Content starts

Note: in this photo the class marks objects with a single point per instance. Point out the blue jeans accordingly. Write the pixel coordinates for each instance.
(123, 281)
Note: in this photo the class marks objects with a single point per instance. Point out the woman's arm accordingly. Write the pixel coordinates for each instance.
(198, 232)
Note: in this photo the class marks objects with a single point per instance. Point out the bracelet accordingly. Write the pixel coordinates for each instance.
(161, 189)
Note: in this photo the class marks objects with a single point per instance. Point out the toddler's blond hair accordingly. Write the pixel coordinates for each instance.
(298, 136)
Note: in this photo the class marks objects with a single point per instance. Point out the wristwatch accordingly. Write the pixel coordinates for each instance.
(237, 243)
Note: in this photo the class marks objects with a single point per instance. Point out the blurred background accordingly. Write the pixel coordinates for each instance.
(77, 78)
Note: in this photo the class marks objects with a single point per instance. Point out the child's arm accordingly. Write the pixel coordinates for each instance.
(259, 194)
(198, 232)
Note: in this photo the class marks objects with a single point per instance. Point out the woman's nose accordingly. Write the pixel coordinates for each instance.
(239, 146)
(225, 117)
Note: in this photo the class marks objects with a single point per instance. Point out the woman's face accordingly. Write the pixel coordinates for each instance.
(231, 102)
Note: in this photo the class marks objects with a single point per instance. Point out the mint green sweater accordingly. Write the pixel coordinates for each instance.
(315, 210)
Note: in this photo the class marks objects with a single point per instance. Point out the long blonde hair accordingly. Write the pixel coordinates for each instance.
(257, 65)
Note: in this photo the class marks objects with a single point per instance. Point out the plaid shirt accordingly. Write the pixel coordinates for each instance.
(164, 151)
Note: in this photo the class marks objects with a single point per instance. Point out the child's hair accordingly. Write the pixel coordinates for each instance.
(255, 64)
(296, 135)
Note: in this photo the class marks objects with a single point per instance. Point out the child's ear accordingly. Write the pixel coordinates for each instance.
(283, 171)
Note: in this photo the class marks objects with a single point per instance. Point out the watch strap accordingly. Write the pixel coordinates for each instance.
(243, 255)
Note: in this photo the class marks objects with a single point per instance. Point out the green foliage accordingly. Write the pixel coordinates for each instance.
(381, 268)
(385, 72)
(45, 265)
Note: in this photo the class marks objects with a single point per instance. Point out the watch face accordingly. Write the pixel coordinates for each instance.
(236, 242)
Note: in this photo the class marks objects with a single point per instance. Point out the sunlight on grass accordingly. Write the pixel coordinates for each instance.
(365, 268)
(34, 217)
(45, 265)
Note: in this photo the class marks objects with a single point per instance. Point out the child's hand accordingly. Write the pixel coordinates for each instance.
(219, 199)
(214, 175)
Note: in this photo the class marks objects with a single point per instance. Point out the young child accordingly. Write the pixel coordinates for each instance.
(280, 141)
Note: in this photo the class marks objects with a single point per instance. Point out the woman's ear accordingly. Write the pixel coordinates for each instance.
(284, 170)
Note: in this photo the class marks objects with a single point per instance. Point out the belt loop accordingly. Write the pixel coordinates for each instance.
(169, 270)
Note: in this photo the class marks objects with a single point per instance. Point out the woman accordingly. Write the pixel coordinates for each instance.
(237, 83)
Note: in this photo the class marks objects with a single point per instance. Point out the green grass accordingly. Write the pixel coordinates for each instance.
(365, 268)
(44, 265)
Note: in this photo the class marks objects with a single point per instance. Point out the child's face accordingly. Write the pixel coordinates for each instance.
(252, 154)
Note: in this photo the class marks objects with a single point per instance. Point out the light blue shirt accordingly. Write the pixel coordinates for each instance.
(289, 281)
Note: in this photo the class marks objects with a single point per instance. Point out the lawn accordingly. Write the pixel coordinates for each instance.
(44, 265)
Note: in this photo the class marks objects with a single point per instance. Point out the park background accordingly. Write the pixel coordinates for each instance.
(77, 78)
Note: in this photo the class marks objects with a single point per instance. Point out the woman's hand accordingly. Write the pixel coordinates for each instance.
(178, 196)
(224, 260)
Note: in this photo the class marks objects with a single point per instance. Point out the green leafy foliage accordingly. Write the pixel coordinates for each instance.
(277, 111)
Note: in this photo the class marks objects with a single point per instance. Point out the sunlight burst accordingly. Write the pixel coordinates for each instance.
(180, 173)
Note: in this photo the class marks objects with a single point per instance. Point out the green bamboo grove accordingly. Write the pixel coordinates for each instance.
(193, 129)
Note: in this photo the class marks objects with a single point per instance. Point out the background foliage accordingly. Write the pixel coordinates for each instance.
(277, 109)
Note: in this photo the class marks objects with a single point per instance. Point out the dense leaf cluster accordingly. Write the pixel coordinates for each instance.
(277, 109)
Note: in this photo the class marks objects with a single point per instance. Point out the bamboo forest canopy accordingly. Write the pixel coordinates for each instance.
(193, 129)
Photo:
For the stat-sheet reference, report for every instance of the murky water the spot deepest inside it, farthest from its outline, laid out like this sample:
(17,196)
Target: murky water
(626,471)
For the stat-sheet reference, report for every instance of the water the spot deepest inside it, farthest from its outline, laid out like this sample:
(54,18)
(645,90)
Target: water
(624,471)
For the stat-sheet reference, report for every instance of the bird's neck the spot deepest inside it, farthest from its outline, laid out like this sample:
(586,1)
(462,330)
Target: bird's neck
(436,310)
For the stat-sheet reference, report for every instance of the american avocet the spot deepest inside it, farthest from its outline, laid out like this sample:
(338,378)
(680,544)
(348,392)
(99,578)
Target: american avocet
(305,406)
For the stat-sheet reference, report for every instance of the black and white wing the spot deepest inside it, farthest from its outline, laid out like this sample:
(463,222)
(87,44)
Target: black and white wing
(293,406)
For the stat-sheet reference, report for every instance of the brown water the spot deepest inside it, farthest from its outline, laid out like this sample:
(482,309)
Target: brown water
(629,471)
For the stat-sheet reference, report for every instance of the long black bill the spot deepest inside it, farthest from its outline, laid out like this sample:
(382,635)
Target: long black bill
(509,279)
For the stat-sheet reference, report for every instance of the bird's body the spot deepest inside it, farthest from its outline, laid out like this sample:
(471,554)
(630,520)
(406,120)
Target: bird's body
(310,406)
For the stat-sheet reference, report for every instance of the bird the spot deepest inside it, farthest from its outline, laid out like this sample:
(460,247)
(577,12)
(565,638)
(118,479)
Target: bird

Content ends

DIRECTIONS = Beginning at the line that holds "of the brown", write out word for word each line through the end of the records.

EXERCISE RESPONSE =
For the stat-sheet reference, report for every instance of the brown water the spot deepest inside it, farthest from its outline, laid out like this sample:
(482,309)
Target: brown water
(629,471)
For the stat-sheet reference, report for every instance of the long black bill the spot deepest inside it, farthest from its outline, laid out like this sample:
(382,635)
Target: long black bill
(509,279)
For the stat-sheet reference, report for every instance of the bird's body the spot deepest inside it, farthest from its outline, laid out like this sample:
(471,554)
(630,520)
(406,120)
Target: bird's body
(310,406)
For the stat-sheet reference, report for every instance of the bird the spot deepest inside it, farthest from its outline, laid out like this sample:
(460,247)
(577,12)
(565,638)
(118,479)
Target: bird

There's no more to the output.